_Exercise prompt_. Copy the listing below line for line, omitting the pictures.

_Records supplied_.

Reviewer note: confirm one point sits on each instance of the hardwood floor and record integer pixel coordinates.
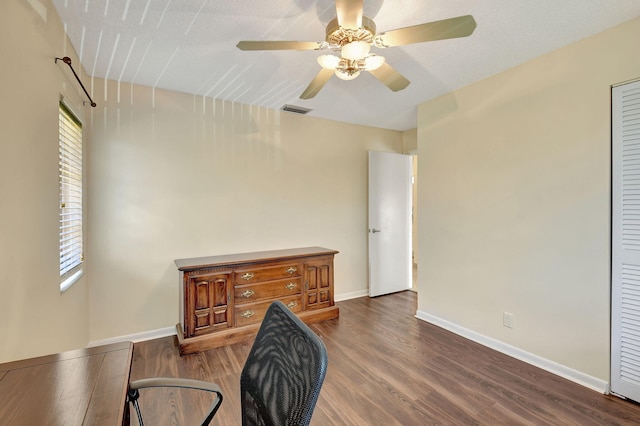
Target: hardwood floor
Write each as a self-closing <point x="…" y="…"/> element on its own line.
<point x="388" y="368"/>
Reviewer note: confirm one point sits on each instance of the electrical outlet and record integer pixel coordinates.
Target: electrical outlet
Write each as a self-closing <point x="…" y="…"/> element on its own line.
<point x="507" y="319"/>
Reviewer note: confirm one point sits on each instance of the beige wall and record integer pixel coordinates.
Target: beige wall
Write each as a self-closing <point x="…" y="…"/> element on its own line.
<point x="168" y="175"/>
<point x="175" y="175"/>
<point x="35" y="318"/>
<point x="514" y="201"/>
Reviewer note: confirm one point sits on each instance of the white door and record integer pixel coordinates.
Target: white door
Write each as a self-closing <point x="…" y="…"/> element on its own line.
<point x="389" y="223"/>
<point x="625" y="262"/>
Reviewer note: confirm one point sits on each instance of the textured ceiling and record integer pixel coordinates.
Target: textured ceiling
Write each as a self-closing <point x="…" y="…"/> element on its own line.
<point x="189" y="46"/>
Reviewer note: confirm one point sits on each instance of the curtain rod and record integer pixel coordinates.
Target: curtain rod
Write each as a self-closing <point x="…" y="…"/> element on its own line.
<point x="67" y="60"/>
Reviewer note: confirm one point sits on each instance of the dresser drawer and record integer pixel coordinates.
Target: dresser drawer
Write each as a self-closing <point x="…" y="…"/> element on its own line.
<point x="252" y="313"/>
<point x="267" y="290"/>
<point x="267" y="273"/>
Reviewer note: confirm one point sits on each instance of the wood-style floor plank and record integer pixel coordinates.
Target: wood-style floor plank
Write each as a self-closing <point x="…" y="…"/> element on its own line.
<point x="388" y="368"/>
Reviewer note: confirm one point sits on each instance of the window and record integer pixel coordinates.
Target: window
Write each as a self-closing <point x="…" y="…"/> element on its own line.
<point x="70" y="183"/>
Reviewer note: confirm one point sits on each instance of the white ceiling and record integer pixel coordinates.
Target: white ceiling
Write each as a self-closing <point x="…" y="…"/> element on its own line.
<point x="189" y="46"/>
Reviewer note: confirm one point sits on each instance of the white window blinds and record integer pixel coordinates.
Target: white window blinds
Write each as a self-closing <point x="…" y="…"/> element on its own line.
<point x="70" y="180"/>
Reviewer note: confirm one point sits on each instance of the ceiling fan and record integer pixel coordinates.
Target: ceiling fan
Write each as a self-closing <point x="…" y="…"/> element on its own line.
<point x="351" y="35"/>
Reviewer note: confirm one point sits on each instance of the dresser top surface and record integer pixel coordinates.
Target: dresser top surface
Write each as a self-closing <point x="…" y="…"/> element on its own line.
<point x="260" y="256"/>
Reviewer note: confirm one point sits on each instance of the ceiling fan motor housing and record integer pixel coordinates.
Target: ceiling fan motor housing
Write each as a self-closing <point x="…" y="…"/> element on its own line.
<point x="339" y="36"/>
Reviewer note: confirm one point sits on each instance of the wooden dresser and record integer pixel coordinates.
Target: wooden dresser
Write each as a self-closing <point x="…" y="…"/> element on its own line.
<point x="224" y="298"/>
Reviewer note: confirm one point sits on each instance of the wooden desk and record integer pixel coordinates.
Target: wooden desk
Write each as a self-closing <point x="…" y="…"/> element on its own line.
<point x="81" y="387"/>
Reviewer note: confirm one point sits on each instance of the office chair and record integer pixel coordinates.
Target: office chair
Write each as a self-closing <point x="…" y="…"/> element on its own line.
<point x="281" y="379"/>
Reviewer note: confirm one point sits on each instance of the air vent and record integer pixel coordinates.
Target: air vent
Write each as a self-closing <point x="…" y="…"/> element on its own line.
<point x="296" y="109"/>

_Exercise response_.
Reviewer note: confirm one point sits on each instance of the hardwood floor and record integer pixel coordinates.
Target: hardwood floor
Write each as a self-closing <point x="…" y="…"/> element on its own line.
<point x="388" y="368"/>
Reviewer note: confirm one point sits on each instance of the electrical outlet and record integer pixel coordinates.
Target: electrical outlet
Write each as a self-closing <point x="…" y="…"/> element on its own line.
<point x="507" y="319"/>
Reviewer note: confirm one point sits on each instance of the beige wall and record integer pixel coordinates.
Target: beige wall
Write each as a self-closing <point x="…" y="…"/> element on its own line.
<point x="168" y="175"/>
<point x="175" y="175"/>
<point x="35" y="318"/>
<point x="514" y="201"/>
Reviewer note: confirm one point sits on each instance of the white door and record integer pixel coordinates.
Target: white door
Write each as a self-closing <point x="…" y="…"/> element on its own line.
<point x="389" y="223"/>
<point x="625" y="262"/>
Reviewer note: confirm one point sits on each instance of the textured ceiling and record integer pixel coordinates.
Target: textured ceiling
Write each as a self-closing <point x="…" y="…"/> element on its own line.
<point x="189" y="46"/>
Reviewer note: confirm one point sits on each instance of the curtain rod and record integer pixel coordinates.
Target: curtain rod
Write each as a self-closing <point x="…" y="…"/> element on its own line.
<point x="67" y="60"/>
Reviewer note: confirm one point sits on each instance of the dresser drawer and record integer pixel coordinates.
Target: dresser drawer
Write each as a self-closing <point x="…" y="…"/> element on its own line.
<point x="252" y="313"/>
<point x="267" y="290"/>
<point x="267" y="273"/>
Reviewer note: confirm one point sits on each instance of the wood-style floor plank and record integer pixel coordinates.
Target: wood-style floor plank
Write each as a self-closing <point x="…" y="…"/> element on its own line.
<point x="388" y="368"/>
Reviewer note: confirm one point sits on each instance of the window and record integer pixel coordinates.
Target: window
Write each as a self-closing <point x="…" y="…"/> element on its own line.
<point x="70" y="183"/>
Reviewer note: confirm one point sits on each instance of the white ceiling and record integer pixel coordinates.
Target: white ceiling
Write each as a self-closing <point x="…" y="…"/> element on its own line.
<point x="189" y="46"/>
Reviewer note: confirm one point sits on each instance of the white window blinds and record integer pixel coordinates.
Target: white window blinds
Write each as a self-closing <point x="…" y="…"/> element on its own line.
<point x="70" y="180"/>
Reviewer note: confirm one point sits on each instance of the ceiling fan and record integer pixel coordinates.
Target: ceiling fan
Write each as a self-closing <point x="…" y="…"/> element on its own line.
<point x="351" y="35"/>
Reviewer note: confirm one point sits on each instance of the dresser top surface and record integer pixel coordinates.
Target: dresser top surface
Write each as a self-closing <point x="…" y="…"/> element on its own line.
<point x="260" y="256"/>
Reviewer note: confirm one point sits on each instance of the ceiling fan motor housing and record integer pixel coordinates.
Target: ceiling fan motor housing
Write each as a self-closing <point x="…" y="…"/> element on its own line.
<point x="339" y="36"/>
Reviewer note: confirm one point sits on each instance of the wooden dresser and record integer pixel coordinates.
Target: wooden dresser
Write each as a self-closing <point x="…" y="…"/> element on its own line.
<point x="224" y="298"/>
Reviewer note: confirm one point sits on each instance of the wooden desk and record integer pixel coordinates.
Target: wooden desk
Write each as a self-closing <point x="…" y="…"/> element on its own line.
<point x="81" y="387"/>
Reviewer note: confirm one point sits on each instance of the office chair and record integer pixel coordinates.
Target: office chair
Write each as a self-closing <point x="…" y="…"/> element on its own line.
<point x="281" y="379"/>
Reviewer note: confirm one point sits on each instance of the air vent and record integer pixel coordinates.
Target: air vent
Write each as a self-closing <point x="…" y="…"/> element on its own line.
<point x="296" y="109"/>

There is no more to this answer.